___ Task inputs

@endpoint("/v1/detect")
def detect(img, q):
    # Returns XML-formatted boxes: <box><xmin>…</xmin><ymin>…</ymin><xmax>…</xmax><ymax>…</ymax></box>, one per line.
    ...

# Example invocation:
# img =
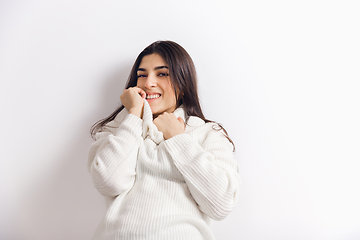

______

Return the material above word for word and line for line, leaving out any pictures.

Task answer:
@endpoint("/v1/detect")
def detect(img, q):
    # Returns XML-formatted boxes: <box><xmin>…</xmin><ymin>…</ymin><xmax>…</xmax><ymax>…</ymax></box>, one per line.
    ...

# Example invocation:
# img =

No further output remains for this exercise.